Source extract
Buoyant businesses weather a retail downturn

Not all retailers are feeling the bite of a retail downturn. Here are four that are not only surviving, but are also flourishing

Flip through any recent report on the retail industry in Singapore and it is likely to read like a chapter on gloom and gloom: think volatile sales figures, declining foot traffic and a growing number of shuttered stores in malls.

In January this year, the oldest department store in Singapore, John Little, ended operations for good after 174 years - its closing no doubt adding to the islandwide vacancy rate of retail space, which had risen to 8.1 per cent by June this year, according to figures from the Urban Redevelopment Authority.

That figure is expected to move steadily upwards, given the high manpower costs, rising rentals and stiff competition from online retailers.

Furthermore, Singapore's strong currency has proven to be a double-edged sword, making the island increasingly expensive for tourists.

Despite the retail woes, there are those who are managing to not only survive, but also grow amid the retail downturn.

Instead of hunkering down and waiting for the storm to pass, these retailers have turned obstacles into opportunities by investing in strategies to make the retail experience more exciting for their customers.

Exercise tasks
1. Transcribe part of the article on Singapore's retail downturn word for word, starting at the words "In January this" and stopping after "Urban Redevelopment Authority.".
2. In the article on Singapore's retail downturn, what had the islandwide vacancy rate of retail space risen to by June?

Input data
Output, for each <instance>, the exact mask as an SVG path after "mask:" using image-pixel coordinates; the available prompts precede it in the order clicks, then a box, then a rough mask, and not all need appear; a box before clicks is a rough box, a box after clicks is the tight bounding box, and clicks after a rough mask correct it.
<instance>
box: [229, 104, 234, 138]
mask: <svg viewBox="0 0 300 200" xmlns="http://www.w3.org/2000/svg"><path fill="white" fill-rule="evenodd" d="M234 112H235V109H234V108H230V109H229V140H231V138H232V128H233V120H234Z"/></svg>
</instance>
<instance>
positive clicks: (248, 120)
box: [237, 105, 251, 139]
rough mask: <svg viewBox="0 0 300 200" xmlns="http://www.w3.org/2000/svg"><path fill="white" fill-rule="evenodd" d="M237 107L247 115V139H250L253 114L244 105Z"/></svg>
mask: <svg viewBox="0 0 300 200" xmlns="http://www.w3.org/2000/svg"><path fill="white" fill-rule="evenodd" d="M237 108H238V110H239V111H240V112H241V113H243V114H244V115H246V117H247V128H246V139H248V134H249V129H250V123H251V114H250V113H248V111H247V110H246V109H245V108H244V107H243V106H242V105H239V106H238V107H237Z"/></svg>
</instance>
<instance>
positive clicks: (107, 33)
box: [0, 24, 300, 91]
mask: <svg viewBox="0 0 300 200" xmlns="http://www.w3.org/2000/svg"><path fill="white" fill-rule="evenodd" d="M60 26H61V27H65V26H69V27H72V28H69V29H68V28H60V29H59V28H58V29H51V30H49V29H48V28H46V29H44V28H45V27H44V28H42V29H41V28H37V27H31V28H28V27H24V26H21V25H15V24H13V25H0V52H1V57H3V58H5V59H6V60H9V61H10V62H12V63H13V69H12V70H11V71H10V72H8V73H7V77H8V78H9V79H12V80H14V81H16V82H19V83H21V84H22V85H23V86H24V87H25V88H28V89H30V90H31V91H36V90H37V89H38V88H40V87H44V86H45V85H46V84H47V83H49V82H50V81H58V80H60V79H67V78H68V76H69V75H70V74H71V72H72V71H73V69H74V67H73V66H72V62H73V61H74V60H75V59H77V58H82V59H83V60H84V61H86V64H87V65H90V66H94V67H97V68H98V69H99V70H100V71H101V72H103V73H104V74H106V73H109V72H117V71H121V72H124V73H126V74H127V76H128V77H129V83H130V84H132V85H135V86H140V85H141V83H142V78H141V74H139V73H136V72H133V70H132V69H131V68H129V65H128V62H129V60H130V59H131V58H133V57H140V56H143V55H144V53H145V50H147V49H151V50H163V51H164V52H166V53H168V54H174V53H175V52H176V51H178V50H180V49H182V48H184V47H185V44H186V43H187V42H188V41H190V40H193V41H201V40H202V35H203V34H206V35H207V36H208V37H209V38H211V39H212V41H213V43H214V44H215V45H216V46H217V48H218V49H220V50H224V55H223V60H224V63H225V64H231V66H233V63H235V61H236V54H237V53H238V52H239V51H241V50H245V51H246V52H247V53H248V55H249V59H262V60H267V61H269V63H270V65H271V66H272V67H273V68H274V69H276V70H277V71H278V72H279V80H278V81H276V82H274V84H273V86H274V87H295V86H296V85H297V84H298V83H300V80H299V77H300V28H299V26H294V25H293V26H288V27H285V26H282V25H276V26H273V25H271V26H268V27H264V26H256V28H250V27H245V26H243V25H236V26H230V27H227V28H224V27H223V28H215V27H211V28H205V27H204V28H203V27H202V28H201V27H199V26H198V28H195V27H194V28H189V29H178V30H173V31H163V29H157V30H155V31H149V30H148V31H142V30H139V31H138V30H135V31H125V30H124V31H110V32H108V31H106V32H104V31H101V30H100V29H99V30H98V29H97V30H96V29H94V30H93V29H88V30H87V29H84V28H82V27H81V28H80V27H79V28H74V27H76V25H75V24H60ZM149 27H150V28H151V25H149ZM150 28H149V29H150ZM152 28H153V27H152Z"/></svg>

Answer set
1.
In January this year, the oldest department store in Singapore, John Little, ended operations for good after 174 years - its closing no doubt adding to the islandwide vacancy rate of retail space, which had risen to 8.1 per cent by June this year, according to figures from the Urban Redevelopment Authority.

2. 8.1 per cent